▶ Text shown:
----------
Question

Using the information for Headley Company from the previous problem, now assume there are no market...

Using the information for Headley Company from the previous problem, now assume there are no market constraints for either product, leaving the 250,000 labor hours as the only constraint and that Headley will make optimal use of its labor.  In early November, Headley was invited to bid on a contract to provide 2,000 units of Product B. What is the minimum bid Headley would have to submit in order to breakeven on the contract?

Product A                    Product B

Per Unit Information:

Selling Price/unit                                  $1,000                         $ 500

Direct Material Cost/unit $ 300                          $ 200

Direct Labor Cost (hours)/unit $ 200 (20 hrs) $ 100 (10 hrs)

Variable MO/unit ($4.00/hr) $   80 $ 40

Delivery Cost/unit $ 100                          $ 25

Fixed MO/unit ($2.00/hr)                      $   40 $ 20

Fixed Sell & Admin $   10 $ 5     

Budgeted Sales Units                            5,000 units                   15,000 units

Other Information:

  • The maximum number of direct labor hours available in a year are 250,000.
----------
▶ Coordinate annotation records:
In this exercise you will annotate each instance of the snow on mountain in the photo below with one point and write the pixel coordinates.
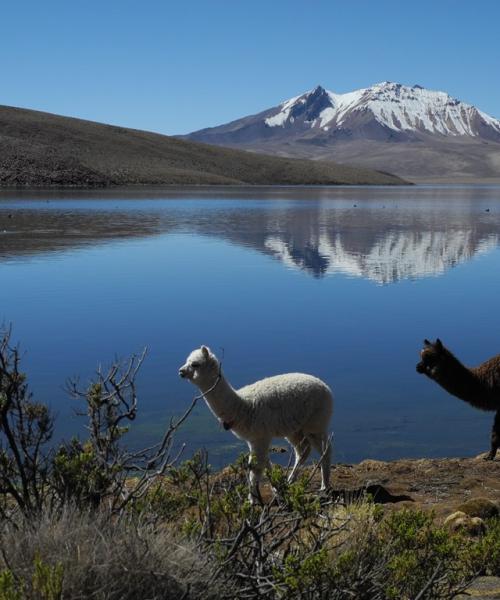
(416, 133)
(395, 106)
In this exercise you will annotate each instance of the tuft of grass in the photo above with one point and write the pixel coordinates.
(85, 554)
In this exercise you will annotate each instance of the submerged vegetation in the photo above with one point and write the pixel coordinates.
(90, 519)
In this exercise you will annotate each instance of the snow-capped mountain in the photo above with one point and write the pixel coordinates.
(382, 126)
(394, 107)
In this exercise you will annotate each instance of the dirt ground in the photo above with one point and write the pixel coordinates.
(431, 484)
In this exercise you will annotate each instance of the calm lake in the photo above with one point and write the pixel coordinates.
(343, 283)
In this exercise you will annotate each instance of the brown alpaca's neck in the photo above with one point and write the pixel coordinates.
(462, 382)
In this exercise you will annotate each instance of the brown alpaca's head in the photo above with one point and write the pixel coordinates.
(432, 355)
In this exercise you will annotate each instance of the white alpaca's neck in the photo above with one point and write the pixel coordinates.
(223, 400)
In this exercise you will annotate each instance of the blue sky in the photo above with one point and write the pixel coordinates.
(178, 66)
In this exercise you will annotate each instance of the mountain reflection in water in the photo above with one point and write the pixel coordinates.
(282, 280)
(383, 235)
----------
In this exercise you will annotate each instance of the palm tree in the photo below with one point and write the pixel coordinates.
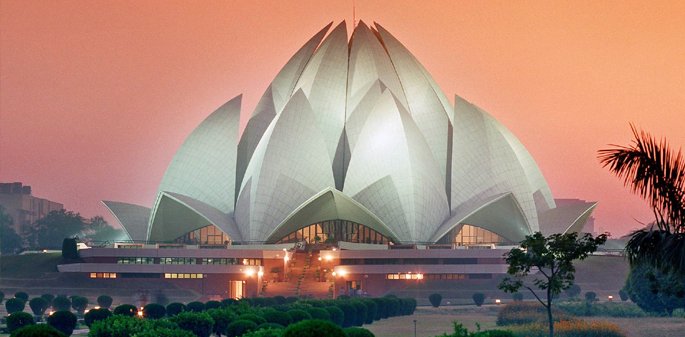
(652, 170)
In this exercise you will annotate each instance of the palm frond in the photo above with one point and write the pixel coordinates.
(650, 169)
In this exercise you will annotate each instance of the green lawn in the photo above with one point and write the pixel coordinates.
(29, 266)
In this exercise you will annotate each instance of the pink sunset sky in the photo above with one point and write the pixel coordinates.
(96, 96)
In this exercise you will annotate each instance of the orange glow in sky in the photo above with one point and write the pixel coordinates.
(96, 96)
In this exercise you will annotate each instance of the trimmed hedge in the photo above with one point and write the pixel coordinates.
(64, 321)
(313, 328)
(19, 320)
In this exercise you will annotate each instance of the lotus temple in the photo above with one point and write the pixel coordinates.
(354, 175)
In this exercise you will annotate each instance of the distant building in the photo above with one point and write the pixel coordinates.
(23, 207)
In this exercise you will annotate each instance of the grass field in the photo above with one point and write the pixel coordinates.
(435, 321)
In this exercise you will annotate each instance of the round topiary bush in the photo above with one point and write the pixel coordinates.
----------
▶ The tasks:
A) Summarize the Headley Company problem in two sentences.
B) According to the Headley Company problem, what is the delivery cost per unit of Product B?
C) Set down the stretch of the Headley Company problem from "Variable MO/unit ($4.00/hr)" through "year are 250,000.", word for word.

▶ Results of the tasks:
A) The problem assumes no market constraints for either product and 250,000 labor hours as the only constraint, then asks for the minimum bid Headley must submit to break even on a contract for 2,000 units of Product B. It gives per-unit figures for both products: Product A sells for $1,000 and uses 20 labor hours, and Product B sells for $500 and uses 10 labor hours.

B) $25

C)
Variable MO/unit ($4.00/hr) $   80 $ 40

Delivery Cost/unit $ 100                          $ 25

Fixed MO/unit ($2.00/hr)                      $   40 $ 20

Fixed Sell & Admin $   10 $ 5     

Budgeted Sales Units                            5,000 units                   15,000 units

Other Information:

  • The maximum number of direct labor hours available in a year are 250,000.